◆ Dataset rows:
════
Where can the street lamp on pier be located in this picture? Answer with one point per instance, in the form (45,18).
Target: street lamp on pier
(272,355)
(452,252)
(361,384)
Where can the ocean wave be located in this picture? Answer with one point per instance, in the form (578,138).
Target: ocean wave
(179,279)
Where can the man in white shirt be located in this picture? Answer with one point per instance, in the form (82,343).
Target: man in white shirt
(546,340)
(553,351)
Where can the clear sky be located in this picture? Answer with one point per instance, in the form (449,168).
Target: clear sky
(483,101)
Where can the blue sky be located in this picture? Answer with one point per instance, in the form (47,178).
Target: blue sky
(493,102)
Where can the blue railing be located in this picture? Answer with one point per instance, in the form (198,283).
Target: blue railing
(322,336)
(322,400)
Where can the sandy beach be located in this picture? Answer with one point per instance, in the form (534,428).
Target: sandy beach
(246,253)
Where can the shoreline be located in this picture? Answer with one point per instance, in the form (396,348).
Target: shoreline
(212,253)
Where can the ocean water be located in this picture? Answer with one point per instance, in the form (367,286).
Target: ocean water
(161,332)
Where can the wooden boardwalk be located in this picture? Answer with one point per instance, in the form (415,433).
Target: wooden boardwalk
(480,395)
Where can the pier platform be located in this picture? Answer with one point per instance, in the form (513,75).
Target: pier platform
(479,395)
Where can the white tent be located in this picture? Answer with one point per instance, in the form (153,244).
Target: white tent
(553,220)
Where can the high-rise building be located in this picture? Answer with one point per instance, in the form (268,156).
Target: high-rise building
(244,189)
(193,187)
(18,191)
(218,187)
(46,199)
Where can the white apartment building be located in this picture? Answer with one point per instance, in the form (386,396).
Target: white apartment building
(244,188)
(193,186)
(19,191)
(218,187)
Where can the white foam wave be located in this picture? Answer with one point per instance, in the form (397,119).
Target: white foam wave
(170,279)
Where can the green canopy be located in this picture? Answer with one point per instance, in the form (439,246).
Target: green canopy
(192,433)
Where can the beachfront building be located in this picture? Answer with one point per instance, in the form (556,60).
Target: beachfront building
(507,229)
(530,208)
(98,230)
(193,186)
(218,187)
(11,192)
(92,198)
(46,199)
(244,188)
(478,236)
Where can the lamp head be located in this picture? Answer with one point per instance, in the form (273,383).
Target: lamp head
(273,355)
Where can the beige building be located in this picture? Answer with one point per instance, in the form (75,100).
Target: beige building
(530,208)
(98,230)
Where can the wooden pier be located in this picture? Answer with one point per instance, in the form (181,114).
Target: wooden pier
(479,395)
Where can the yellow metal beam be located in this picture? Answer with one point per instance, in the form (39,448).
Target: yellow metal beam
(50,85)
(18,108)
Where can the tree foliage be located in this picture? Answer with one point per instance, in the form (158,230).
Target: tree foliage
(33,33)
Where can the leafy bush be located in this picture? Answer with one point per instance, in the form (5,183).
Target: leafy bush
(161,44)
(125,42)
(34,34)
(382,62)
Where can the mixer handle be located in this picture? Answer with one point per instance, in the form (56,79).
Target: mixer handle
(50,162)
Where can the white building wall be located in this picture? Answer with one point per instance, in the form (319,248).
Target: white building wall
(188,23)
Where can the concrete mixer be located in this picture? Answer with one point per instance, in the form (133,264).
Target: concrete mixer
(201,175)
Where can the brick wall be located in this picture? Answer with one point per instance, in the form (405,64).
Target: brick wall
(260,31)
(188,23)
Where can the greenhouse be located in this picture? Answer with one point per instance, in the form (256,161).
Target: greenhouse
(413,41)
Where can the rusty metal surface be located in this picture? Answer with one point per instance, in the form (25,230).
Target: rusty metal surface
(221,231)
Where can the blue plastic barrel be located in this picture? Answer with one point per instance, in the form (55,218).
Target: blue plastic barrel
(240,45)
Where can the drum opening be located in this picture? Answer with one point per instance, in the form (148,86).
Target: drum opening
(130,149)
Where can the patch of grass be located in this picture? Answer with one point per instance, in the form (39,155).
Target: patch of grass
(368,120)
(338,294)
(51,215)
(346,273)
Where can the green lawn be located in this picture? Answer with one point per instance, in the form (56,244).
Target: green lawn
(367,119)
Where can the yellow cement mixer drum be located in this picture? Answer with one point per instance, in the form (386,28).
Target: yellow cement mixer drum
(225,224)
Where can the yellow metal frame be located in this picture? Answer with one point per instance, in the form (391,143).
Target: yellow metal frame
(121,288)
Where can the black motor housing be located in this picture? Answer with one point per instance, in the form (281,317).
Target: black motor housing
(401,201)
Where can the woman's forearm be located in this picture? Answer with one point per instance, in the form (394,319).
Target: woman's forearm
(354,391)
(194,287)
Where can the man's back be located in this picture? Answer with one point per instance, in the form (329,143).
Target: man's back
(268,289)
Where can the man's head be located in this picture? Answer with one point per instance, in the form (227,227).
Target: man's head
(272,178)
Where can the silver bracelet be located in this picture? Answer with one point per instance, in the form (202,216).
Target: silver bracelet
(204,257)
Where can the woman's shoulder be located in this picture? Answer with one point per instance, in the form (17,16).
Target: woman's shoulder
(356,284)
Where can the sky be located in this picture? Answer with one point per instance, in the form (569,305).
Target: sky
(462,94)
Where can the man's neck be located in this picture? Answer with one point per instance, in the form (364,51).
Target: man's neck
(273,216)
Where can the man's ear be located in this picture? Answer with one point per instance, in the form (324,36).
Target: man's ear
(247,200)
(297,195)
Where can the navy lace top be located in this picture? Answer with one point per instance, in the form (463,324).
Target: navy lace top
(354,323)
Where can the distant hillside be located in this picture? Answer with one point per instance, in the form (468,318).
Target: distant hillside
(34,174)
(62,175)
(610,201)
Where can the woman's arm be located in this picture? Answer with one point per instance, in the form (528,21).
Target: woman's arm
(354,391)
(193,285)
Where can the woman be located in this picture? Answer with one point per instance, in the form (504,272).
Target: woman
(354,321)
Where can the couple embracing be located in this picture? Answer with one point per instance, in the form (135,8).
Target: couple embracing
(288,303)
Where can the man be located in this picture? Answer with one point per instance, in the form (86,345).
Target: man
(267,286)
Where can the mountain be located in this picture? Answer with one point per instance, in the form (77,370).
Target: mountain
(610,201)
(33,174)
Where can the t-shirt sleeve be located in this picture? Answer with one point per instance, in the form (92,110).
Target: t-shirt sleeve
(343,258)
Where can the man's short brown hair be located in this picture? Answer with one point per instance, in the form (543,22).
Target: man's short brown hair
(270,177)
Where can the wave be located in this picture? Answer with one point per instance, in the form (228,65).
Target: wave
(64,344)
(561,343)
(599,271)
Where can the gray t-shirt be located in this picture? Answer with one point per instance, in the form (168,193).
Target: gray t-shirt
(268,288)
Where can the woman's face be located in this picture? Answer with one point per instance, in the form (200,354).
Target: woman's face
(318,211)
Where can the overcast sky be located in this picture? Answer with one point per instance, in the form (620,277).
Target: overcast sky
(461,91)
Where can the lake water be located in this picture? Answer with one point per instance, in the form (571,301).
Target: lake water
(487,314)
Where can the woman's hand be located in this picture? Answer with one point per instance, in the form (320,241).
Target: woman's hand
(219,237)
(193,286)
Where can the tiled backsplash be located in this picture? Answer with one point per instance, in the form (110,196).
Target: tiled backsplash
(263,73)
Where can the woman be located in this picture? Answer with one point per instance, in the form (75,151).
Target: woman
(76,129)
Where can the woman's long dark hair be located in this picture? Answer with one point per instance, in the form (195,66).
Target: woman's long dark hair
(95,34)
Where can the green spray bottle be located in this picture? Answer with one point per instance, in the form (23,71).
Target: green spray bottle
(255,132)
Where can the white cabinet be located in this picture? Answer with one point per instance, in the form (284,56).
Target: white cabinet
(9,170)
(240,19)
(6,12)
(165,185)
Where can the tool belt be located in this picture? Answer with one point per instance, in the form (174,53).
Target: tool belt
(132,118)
════
◆ Stated goal: Please swap "one point per instance" for "a single point per instance" throughout the material and leave every other word unchanged.

◆ Full solution:
Where can the street lamp on pier be located in this picture? Answer with a single point per instance, in the form (45,18).
Target: street lamp on pier
(272,355)
(452,252)
(361,384)
Where can the ocean wave be located in this picture? Answer with a single point per instance, in the form (578,138).
Target: ocean wave
(179,279)
Where can the man in white shirt be located in this picture? Answer with a single point per instance, in the form (82,343).
Target: man in white shirt
(546,340)
(553,351)
Where can the clear sky be located in this picture? Answer with a single point per instance, in the form (449,168).
Target: clear sky
(483,101)
Where can the blue sky be located in this picture? Answer with a single point per instance, in the form (47,178).
Target: blue sky
(493,102)
Where can the blue railing be located in this picture? Answer with a single point per instance, in the form (198,283).
Target: blue railing
(322,336)
(322,400)
Where can the sandy beach be located in this picture? Answer with a single point per instance, in the form (534,428).
Target: sandy beach
(246,253)
Where can the shoreline be located in this picture? Answer with a single point per instance, in the form (396,348).
Target: shoreline
(212,253)
Where can the ocean water be located in this picture? Answer with a single point per instance, in the form (367,286).
Target: ocean water
(161,332)
Where can the wooden boardwalk be located in this picture? Answer with a single point per instance, in the form (415,433).
Target: wooden boardwalk
(480,395)
Where can the pier platform be located in this picture? Answer with a single point per instance, in the form (513,75).
Target: pier platform
(479,395)
Where can the white tent be located in this picture? Answer with a single point per instance, in the form (153,244).
Target: white tent
(553,220)
Where can the high-rise building be located in this picture? Answer with a single point per instance, in the form (268,156).
Target: high-rise building
(244,189)
(193,187)
(18,191)
(218,187)
(46,199)
Where can the white apartment building be located in this picture? Answer with a single point per instance, in the form (386,396).
Target: white apartment building
(244,188)
(193,186)
(19,191)
(218,187)
Where can the white foam wave be located in this picture? Answer with a single point per instance, in the form (397,119).
Target: white foam wave
(170,279)
Where can the green canopy be located in this picture? Answer with a single point per instance, in the form (439,246).
Target: green canopy
(192,433)
Where can the beachfront building be located in this picture? Answer with a single point per instance, in the form (556,60).
Target: beachfront building
(507,229)
(530,208)
(98,230)
(193,186)
(218,187)
(11,192)
(92,198)
(46,199)
(244,188)
(478,236)
Where can the lamp head be located in this picture? Answer with a single point per instance, in the form (273,383).
Target: lamp head
(273,355)
Where can the beige building be located in this picture? Answer with a single point per instance, in the form (75,100).
Target: beige building
(530,208)
(98,230)
Where can the wooden pier be located in this picture? Answer with a single point per instance, in the form (181,114).
Target: wooden pier
(479,395)
Where can the yellow metal beam be located in this picture? Answer with a single point per instance, in the form (39,448).
Target: yellow metal beam
(50,85)
(18,108)
Where can the tree foliage be located in this picture? Answer with a single point per instance, in the form (158,230).
Target: tree foliage
(33,33)
Where can the leafy bush be located in this picture? Answer with a single point per instance, in the form (5,183).
Target: leafy bush
(161,44)
(125,42)
(34,34)
(382,62)
Where can the mixer handle be located in this picture? Answer with a single point per instance, in the form (56,79).
Target: mixer handle
(50,162)
Where can the white building wall be located in this picture? Answer with a single point per instance, in the form (319,248).
Target: white building wall
(188,23)
Where can the concrete mixer be located in this picture? Answer with a single point per instance, in the form (133,264).
Target: concrete mixer
(201,175)
Where can the brick wall be located in this picture? Answer with a single point per instance, in the form (405,64).
Target: brick wall
(260,31)
(188,23)
Where can the greenhouse be located in this picture? Answer with a single point per instance, in the form (256,161).
Target: greenhouse
(413,41)
Where can the rusty metal surface be located in this picture? Answer with a single point per instance, in the form (25,230).
Target: rusty metal surface
(221,231)
Where can the blue plastic barrel be located in this picture? Answer with a single point per instance, in the form (55,218).
Target: blue plastic barrel
(240,45)
Where can the drum opening be located in this picture? Answer with a single point per instance, in the form (148,86).
Target: drum opening
(130,149)
Where can the patch of grass be located in this picture? Answer with a single point per instance, in the form (39,155).
Target: patch of grass
(368,120)
(338,294)
(51,215)
(346,273)
Where can the green lawn be located in this picture? Answer with a single point per instance, in the form (56,244).
Target: green lawn
(367,119)
Where can the yellow cement mixer drum be located in this picture? Answer with a single point per instance, in the form (386,28).
Target: yellow cement mixer drum
(225,224)
Where can the yellow metal frame be located in this picture? Answer with a single point per instance, in the form (391,143).
Target: yellow metal frame
(121,288)
Where can the black motor housing be located in this picture? Answer with a single point per instance, in the form (281,317).
Target: black motor housing
(401,201)
Where can the woman's forearm be located in this picture? Answer with a single point per instance, in the form (394,319).
Target: woman's forearm
(354,391)
(194,287)
Where can the man's back be located in this picture? Answer with a single point per instance, in the form (329,143).
Target: man's back
(268,289)
Where can the man's head be located in this picture? Answer with a single point per instance, in the form (227,227).
Target: man's head
(272,178)
Where can the silver bracelet be located in this picture? Answer with a single point per instance, in the form (202,216).
Target: silver bracelet
(204,257)
Where can the woman's shoulder be located in this picture? Answer with a single point per instance, in the form (17,16).
Target: woman's shoulder
(356,284)
Where can the sky be located in this picture? Answer with a single point per instance, in the form (569,305).
Target: sky
(462,94)
Where can the man's neck be located in this picture? Answer with a single point per instance, in the form (364,51).
Target: man's neck
(273,216)
Where can the man's ear be located in this picture? Answer with a single point per instance, in the form (324,36).
Target: man's ear
(247,200)
(297,195)
Where can the navy lace top be located in this picture? Answer with a single point per instance, in the form (463,324).
Target: navy lace top
(354,323)
Where can the distant hillside be located in this picture? Answer with a single point per instance, in the form (468,318).
Target: distant hillside
(34,174)
(62,175)
(610,201)
Where can the woman's arm be located in this picture? Answer with a single point per instance, in the form (528,21).
Target: woman's arm
(354,391)
(193,285)
Where can the woman be located in this picture? Answer with a single point per instance, in the form (504,272).
Target: woman
(354,321)
Where can the couple embracing be located in this picture? Answer with a single point per instance, in the form (135,8).
Target: couple embracing
(288,303)
Where can the man be located in this picture? Answer with a single point per instance, in the form (86,345).
Target: man
(267,286)
Where can the mountain be located in this picture? Answer with a single point per instance, in the form (77,370).
Target: mountain
(610,201)
(33,174)
Where can the t-shirt sleeve be located in this picture? Answer with a single point per instance, in the form (92,110).
Target: t-shirt sleeve
(343,258)
Where can the man's short brown hair be located in this picture? Answer with a single point per instance, in the form (543,22).
Target: man's short brown hair
(270,177)
Where can the wave be located in this picture? Answer with a single point per instance, in the form (228,65).
Target: wave
(64,344)
(561,343)
(599,271)
Where can the gray t-shirt be located in this picture? Answer with a single point per instance, in the form (168,193).
Target: gray t-shirt
(268,288)
Where can the woman's face be located in this picture? Answer with a single point per instance, in the form (200,354).
Target: woman's face
(318,211)
Where can the overcast sky be located in this picture? Answer with a single point per instance, in the form (620,277).
Target: overcast sky
(461,91)
Where can the lake water be located in this picture? Answer with a single point per instance, in the form (571,301).
Target: lake water
(487,314)
Where can the woman's hand be located in this picture? Answer with a single point per instance, in the form (320,241).
Target: woman's hand
(219,237)
(193,286)
Where can the tiled backsplash be located in this picture? Answer with a single point per instance, in the form (110,196).
Target: tiled backsplash
(263,73)
Where can the woman be located in this picture? Answer with a single point per instance, in the form (75,151).
Target: woman
(76,129)
Where can the woman's long dark hair be located in this picture? Answer with a single point per instance, in the form (195,66).
Target: woman's long dark hair
(95,34)
Where can the green spray bottle be located in this picture? Answer with a single point per instance, in the form (23,71).
Target: green spray bottle
(255,132)
Where can the white cabinet be located in this picture? Answer with a single point per instance, in the form (284,56).
Target: white cabinet
(9,170)
(240,19)
(6,12)
(165,185)
Where can the tool belt be located in this picture? Answer with a single point per instance, in the form (174,53).
Target: tool belt
(132,118)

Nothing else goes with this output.